_Problem set_:
**1.** In the piece on Joe Montana's Kansas City years, what was the final score when Montana's Chiefs beat Steve Young's 49ers?
**2.** From the piece on Joe Montana's Kansas City years, quote the stretch from "Jay C. Brandriet" through "number 16 to go.".

_Text segment_:

________________________

Jay C. Brandriet
It’s often mentioned on the side, but we don’t talk enough about Joe Montana playing for the Kansas City Chiefs. His time there was a vital chapter in his story book run. It’s more remembered as him slowing down and not winning big. That’s the lazy memory. These two seasons added a layer to his journey worth bringing up. When you are talking about his legacy, Joe Montana’s Chiefs days deserve more love.
Go back in time with me and think of the climate. Montana had just been involved in the loudest QB controversy of all time with Steve Young. Joe had missed two full seasons and Young was rolling. Montana was now healthy for the last regular season game in 1992. San Francisco played him for a half, and Joe looked razor-sharp. You could feel the 49er’s fans loyalty pouring out of the television. Those same people felt empty. It was time for number 16 to go.
KANSAS CITY 1993
It’s often a risk for someone of Montana’s stature to change teams. He was the best QB I had ever seen play. There was a lot to live up to. The Chiefs were a defensive football team. Joe was blessed with Marcus Allen. Instead of Rice, Clark, or John Taylor to throw to…..Montana now needed to bring along wide receivers Willie Davis and J.J. Birden.
Joe was 8-3 as a starter. He fumbled only once. He was selected to the Pro Bowl.
The Chiefs were AFC West champions for the first time in 20 years.
On fourth down and seven. with the season on the line….Joe threw a touchdown pass to tie a Wild Card game against the Steelers. Kansas City won in overtime.
In the Divisional round at Houston, Montana led another come from behind victory.
Kansas City and their quarterback made it to the AFC championship where they were out classed by the Buffalo Bills.
In the span of eight days, the Kansas City version of Joe Montana won as many playoff games as Joe Namath, Tony Romo, Ken Anderson, and Michael Vick each did in their entire careers.
PLAYING AGAINST STEVE YOUNG
September 11th 1994. San Francisco at Kansas City. I know it wasn’t a one on one game of basketball in the Park. Steve Young vs. Joe Montana was a huge deal. The game was “bigger” for Young. Still, Montana playing better and winning 24-17 was powerful career gravy. It kept the perception alive that Steve was the one still chasing Joe. Young and his guys went on to win what matters most, the Super Bowl. The two only played once, and Joe got him.
Five weeks later in Denver, Montana threw a scoring strike with eight seconds remaining to beat, and out duel John Elway in the clutch.
In only 25 regular season games in Kansas City, Joe was named the “AFC offensive player of the week” five times.
The reason Montana’s time as a Chief was important, is because things were harder for him. Getting off the ground seemed to take quite an effort. He was beat up. The numbers were now nice, not elite. This was a very good Chiefs team, not the dynasty he had helped build. Through the age and pain, I could still see the surgeon….. the tough guy with the sweet feet…and mostly I could still see “Joe cool.”

________________________

_Collected material_:

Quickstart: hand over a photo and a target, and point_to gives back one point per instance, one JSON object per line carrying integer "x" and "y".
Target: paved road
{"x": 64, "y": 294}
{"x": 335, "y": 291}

________________________

_Solved problems_:
**1.** 24-17

**2.**
Jay C. Brandriet
It’s often mentioned on the side, but we don’t talk enough about Joe Montana playing for the Kansas City Chiefs. His time there was a vital chapter in his story book run. It’s more remembered as him slowing down and not winning big. That’s the lazy memory. These two seasons added a layer to his journey worth bringing up. When you are talking about his legacy, Joe Montana’s Chiefs days deserve more love.
Go back in time with me and think of the climate. Montana had just been involved in the loudest QB controversy of all time with Steve Young. Joe had missed two full seasons and Young was rolling. Montana was now healthy for the last regular season game in 1992. San Francisco played him for a half, and Joe looked razor-sharp. You could feel the 49er’s fans loyalty pouring out of the television. Those same people felt empty. It was time for number 16 to go.